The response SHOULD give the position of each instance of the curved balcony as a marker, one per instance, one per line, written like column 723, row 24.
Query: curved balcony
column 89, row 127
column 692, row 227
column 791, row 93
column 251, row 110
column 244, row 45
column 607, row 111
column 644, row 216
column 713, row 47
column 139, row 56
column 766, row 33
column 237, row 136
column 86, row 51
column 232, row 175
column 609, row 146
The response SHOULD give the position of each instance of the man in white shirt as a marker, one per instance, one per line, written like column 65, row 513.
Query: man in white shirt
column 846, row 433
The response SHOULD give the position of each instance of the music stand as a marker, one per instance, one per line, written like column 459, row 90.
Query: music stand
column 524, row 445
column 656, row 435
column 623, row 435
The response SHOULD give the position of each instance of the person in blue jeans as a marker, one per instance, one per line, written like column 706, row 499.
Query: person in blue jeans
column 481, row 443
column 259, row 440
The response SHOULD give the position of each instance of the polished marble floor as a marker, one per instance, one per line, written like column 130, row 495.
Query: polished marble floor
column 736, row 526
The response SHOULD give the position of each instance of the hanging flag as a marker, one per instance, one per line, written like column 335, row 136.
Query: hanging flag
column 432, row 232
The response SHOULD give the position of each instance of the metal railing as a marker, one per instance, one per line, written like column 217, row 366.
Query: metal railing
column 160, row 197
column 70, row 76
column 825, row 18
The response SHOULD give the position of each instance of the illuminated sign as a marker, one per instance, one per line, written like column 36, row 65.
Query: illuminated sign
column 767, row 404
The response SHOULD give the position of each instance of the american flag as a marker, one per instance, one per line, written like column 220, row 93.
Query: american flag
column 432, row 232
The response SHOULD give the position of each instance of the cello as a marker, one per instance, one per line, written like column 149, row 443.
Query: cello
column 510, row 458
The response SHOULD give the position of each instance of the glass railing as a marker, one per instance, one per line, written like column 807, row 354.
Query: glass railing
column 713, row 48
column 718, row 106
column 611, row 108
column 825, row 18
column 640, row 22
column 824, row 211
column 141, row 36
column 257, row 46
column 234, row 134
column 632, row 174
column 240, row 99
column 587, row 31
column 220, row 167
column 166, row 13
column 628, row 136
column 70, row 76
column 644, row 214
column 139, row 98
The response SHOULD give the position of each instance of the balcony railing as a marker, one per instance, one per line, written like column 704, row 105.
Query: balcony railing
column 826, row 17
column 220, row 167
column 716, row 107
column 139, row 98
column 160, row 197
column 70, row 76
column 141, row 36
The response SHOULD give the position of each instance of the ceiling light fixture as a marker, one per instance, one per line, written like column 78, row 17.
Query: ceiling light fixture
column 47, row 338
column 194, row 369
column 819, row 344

SET TASK - All lines from the one containing "704, row 105." through the end of the records, both ends included, are to be quoted exactly; please add nothing else.

RESPONSE -
The response SHOULD give the position of each instance of the balcony railing as a marker, one per instance, one per line, written like column 704, row 105.
Query: balcony railing
column 826, row 17
column 220, row 167
column 716, row 107
column 139, row 98
column 160, row 197
column 70, row 76
column 141, row 36
The response SHOULD give the position of each instance of the ceiling light fixture as a marker, one per instance, one per line, written like column 78, row 17.
Query: ceiling light fixture
column 47, row 338
column 194, row 369
column 819, row 344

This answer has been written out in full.